ARTIGO:
---+---

Ana Maria Cemin – 01/08/2025
Condenada pelo Supremo Tribunal Federal a 13 anos e 6 meses de prisão, a brasileira Crisleide Gregorio Ramos escreve do exílio — alternativa que encontrou para preservar sua liberdade diante do que considera uma injustiça histórica. A carta que agora compartilha com a jornalista Ana Maria Cemin não é apenas uma manifestação pessoal, mas um apelo por compreensão e reconciliação nacional.
Em meio a um cenário de polarização e profundas divisões, Crisleide reconhece o peso da condenação que recebeu e, com sinceridade, relata sua trajetória, seus sentimentos e suas convicções. A carta é publicada com sua autorização e pretende abrir espaço ao debate necessário sobre os acontecimentos de janeiro de 2023 e suas consequências.

---+---

DADOS FORNECIDOS:
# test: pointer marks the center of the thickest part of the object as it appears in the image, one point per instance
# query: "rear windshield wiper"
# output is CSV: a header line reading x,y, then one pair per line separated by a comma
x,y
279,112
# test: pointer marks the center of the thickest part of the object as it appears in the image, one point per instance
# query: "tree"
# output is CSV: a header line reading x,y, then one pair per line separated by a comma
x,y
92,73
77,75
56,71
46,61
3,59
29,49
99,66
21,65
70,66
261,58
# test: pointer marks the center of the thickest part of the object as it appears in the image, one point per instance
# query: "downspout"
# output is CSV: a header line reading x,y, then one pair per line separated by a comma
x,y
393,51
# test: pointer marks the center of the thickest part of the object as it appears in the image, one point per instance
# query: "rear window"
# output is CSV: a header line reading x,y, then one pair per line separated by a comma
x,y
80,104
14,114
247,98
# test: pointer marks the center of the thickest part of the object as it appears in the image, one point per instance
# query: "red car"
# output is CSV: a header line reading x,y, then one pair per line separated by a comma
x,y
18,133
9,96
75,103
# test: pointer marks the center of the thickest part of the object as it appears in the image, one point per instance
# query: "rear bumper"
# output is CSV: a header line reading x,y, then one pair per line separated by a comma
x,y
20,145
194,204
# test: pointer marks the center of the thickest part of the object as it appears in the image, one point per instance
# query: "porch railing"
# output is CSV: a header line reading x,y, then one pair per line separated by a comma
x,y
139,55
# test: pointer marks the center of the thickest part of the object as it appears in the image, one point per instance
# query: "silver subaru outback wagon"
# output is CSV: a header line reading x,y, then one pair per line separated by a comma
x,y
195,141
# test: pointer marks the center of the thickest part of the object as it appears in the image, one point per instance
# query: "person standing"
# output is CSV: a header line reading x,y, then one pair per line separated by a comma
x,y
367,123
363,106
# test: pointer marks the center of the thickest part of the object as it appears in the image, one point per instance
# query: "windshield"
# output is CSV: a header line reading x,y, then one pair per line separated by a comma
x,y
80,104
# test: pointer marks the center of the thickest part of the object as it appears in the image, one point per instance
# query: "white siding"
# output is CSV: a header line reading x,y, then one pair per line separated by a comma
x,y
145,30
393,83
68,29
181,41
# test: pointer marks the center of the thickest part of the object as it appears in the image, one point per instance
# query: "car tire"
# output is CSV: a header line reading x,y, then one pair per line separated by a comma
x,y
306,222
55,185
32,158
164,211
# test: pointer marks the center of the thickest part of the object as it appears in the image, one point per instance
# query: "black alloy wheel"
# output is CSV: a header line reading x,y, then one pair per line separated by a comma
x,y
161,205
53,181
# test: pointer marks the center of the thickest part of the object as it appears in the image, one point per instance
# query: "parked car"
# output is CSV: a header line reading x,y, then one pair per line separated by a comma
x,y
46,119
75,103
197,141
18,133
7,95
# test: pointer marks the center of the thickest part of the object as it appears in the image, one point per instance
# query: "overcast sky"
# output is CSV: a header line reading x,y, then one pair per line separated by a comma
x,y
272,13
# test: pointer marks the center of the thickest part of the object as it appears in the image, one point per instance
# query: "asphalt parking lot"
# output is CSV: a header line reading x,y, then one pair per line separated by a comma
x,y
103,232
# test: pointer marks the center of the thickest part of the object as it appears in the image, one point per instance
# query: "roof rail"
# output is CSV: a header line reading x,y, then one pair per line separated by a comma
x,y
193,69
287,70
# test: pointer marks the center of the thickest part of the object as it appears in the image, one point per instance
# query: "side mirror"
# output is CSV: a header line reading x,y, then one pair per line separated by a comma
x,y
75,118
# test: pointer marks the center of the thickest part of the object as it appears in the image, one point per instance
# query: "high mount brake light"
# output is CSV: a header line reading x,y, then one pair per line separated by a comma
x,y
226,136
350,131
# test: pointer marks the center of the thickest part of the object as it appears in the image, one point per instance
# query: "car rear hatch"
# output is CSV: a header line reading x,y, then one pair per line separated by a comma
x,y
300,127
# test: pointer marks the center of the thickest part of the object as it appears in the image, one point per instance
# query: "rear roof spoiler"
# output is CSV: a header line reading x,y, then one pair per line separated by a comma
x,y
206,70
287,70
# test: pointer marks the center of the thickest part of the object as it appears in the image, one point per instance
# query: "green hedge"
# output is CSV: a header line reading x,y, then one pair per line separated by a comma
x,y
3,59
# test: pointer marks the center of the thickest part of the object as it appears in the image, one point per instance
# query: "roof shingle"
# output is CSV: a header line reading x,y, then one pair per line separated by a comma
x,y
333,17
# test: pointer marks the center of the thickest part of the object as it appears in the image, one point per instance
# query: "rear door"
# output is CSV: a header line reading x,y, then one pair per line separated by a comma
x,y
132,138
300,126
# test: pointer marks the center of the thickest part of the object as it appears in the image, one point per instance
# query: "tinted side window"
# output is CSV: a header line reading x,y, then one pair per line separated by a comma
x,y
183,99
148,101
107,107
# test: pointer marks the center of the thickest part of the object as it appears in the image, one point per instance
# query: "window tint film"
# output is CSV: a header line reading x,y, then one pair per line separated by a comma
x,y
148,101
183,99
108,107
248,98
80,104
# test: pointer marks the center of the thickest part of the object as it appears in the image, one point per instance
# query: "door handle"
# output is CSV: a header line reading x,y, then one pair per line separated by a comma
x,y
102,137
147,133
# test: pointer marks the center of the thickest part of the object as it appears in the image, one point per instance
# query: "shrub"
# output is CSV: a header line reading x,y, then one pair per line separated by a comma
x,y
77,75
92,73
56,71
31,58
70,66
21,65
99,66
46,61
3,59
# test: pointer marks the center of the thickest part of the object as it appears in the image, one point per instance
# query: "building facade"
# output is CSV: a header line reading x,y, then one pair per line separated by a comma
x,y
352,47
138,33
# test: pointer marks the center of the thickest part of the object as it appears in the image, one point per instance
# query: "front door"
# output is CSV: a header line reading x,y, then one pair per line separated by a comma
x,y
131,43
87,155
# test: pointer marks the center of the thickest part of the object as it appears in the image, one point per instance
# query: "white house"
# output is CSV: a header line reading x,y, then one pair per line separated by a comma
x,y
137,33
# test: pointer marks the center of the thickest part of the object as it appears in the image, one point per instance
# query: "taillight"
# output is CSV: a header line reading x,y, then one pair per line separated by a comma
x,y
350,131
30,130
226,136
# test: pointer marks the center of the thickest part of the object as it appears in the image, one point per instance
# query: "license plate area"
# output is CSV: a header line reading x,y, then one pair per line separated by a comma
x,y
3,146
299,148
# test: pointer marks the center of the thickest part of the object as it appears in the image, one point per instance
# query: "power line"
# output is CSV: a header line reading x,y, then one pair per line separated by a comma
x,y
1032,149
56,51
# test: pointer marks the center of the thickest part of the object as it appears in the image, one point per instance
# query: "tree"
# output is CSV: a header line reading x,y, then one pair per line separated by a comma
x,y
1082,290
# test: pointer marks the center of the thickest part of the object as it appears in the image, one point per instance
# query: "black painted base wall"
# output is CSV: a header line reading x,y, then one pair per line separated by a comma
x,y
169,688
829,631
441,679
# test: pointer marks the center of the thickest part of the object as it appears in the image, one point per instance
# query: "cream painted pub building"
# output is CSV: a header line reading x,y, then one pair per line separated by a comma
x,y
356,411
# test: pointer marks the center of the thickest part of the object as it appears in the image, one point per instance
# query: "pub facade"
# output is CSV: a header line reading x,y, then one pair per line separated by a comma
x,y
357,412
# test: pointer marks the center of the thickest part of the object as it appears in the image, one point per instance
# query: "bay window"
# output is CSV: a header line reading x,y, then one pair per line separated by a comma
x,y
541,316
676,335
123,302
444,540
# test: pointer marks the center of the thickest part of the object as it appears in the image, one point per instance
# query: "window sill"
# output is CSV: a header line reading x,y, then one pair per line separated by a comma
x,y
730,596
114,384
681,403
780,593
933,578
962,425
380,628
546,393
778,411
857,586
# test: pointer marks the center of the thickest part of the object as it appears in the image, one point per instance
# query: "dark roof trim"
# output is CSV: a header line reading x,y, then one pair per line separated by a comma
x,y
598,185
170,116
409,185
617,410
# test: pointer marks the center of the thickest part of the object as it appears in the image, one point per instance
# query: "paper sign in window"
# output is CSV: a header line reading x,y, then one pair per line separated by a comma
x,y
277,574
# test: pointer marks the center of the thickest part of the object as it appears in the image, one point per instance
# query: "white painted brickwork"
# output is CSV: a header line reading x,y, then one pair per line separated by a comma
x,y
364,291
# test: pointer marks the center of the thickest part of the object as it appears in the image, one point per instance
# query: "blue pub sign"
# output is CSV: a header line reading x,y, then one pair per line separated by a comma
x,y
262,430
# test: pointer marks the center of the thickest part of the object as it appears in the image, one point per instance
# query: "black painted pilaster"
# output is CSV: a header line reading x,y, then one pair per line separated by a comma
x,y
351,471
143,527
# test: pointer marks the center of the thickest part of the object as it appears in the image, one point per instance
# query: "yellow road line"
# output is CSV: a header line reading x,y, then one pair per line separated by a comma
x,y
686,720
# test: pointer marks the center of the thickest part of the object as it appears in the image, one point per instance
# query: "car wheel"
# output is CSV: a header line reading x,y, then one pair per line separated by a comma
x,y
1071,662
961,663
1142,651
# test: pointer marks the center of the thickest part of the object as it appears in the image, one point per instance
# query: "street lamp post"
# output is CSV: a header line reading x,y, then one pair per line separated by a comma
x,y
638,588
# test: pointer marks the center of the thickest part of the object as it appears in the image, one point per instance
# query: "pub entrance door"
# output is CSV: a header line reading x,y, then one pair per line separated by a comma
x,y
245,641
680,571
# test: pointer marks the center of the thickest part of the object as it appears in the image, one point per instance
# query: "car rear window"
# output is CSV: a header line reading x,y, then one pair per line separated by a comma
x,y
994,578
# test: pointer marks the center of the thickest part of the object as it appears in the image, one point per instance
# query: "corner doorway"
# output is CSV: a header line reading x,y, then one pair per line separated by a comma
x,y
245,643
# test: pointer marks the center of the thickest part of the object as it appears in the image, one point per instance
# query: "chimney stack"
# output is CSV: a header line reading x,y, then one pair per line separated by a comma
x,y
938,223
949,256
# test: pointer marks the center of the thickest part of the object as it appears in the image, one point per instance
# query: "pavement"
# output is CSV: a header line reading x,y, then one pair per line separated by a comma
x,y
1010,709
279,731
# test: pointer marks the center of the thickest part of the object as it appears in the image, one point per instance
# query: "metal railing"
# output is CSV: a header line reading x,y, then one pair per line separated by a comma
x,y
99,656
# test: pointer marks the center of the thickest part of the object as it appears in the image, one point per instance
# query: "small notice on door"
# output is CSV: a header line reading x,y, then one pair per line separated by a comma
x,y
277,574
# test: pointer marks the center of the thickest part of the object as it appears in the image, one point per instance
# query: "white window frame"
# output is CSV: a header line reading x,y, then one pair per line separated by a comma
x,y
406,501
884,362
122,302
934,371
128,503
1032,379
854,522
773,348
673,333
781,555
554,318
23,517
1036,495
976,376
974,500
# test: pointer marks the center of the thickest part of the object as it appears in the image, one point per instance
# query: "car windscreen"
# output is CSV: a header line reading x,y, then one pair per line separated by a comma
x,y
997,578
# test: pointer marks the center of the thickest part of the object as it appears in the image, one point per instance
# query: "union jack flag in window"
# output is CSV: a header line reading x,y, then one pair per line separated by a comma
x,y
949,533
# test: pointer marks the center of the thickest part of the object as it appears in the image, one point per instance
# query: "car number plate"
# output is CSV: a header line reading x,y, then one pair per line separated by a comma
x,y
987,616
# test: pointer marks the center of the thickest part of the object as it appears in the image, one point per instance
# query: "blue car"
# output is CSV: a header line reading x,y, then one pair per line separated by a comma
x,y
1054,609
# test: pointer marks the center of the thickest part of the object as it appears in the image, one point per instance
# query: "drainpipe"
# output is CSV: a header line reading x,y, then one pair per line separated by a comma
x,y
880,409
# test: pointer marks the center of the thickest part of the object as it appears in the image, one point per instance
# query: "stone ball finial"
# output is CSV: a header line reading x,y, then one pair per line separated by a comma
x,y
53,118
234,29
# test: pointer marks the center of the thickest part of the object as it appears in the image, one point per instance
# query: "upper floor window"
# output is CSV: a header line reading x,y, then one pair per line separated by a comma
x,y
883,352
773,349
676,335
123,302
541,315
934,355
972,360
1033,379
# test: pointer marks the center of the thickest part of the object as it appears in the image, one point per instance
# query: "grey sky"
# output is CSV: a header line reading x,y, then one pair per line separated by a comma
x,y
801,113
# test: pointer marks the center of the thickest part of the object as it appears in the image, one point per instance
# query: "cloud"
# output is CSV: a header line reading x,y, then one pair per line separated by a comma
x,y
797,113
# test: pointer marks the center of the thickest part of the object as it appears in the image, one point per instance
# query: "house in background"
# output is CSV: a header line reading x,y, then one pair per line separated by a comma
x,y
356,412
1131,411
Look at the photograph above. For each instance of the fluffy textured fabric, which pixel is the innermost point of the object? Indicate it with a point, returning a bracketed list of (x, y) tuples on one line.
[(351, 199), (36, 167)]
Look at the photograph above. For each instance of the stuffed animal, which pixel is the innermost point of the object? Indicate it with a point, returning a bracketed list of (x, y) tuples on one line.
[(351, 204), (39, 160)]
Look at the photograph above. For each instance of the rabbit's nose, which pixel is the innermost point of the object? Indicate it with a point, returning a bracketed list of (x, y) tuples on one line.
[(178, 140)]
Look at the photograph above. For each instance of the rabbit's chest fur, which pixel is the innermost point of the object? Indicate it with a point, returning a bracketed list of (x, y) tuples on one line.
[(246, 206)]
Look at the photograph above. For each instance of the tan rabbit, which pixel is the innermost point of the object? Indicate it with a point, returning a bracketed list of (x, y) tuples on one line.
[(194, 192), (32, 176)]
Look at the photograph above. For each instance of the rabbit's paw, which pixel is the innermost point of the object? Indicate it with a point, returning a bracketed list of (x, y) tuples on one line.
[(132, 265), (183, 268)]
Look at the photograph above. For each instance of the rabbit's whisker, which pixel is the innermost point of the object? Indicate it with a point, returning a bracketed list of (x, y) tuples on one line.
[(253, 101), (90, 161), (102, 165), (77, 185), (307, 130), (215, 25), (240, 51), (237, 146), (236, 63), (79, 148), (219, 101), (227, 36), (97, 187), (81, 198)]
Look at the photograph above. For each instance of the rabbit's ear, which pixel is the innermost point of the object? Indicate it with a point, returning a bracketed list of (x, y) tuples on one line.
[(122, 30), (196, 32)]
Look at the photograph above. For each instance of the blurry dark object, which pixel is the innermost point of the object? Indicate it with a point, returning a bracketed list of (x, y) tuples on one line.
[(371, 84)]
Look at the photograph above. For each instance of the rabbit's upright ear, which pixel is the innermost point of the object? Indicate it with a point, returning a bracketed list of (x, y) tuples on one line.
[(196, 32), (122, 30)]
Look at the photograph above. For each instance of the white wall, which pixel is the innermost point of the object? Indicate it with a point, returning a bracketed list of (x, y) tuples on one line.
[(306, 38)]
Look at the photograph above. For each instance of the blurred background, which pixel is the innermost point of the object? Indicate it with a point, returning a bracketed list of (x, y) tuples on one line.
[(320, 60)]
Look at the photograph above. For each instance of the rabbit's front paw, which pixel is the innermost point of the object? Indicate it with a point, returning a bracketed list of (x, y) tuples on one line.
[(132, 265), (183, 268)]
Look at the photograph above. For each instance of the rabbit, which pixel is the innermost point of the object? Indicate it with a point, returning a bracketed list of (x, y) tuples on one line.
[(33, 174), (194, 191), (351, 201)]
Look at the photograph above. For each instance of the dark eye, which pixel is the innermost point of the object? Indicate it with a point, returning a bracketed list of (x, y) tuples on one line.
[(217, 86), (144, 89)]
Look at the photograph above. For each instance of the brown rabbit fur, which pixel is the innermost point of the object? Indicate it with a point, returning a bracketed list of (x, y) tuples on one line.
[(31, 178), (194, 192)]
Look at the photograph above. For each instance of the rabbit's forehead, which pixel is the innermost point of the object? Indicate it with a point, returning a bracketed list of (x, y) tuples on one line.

---+---

ENUNCIADO 1: Segundo o artigo, a quanto tempo de prisão o Supremo Tribunal Federal condenou Crisleide Gregorio Ramos?
ENUNCIADO 2: Reproduza fielmente um trecho do artigo: comece nas palavras "Ana Maria Cemin –" e pare depois de "e suas consequências.".

RESPOSTA ESCRITA 1: A 13 anos e 6 meses de prisão.

RESPOSTA ESCRITA 2:
Ana Maria Cemin – 01/08/2025
Condenada pelo Supremo Tribunal Federal a 13 anos e 6 meses de prisão, a brasileira Crisleide Gregorio Ramos escreve do exílio — alternativa que encontrou para preservar sua liberdade diante do que considera uma injustiça histórica. A carta que agora compartilha com a jornalista Ana Maria Cemin não é apenas uma manifestação pessoal, mas um apelo por compreensão e reconciliação nacional.
Em meio a um cenário de polarização e profundas divisões, Crisleide reconhece o peso da condenação que recebeu e, com sinceridade, relata sua trajetória, seus sentimentos e suas convicções. A carta é publicada com sua autorização e pretende abrir espaço ao debate necessário sobre os acontecimentos de janeiro de 2023 e suas consequências.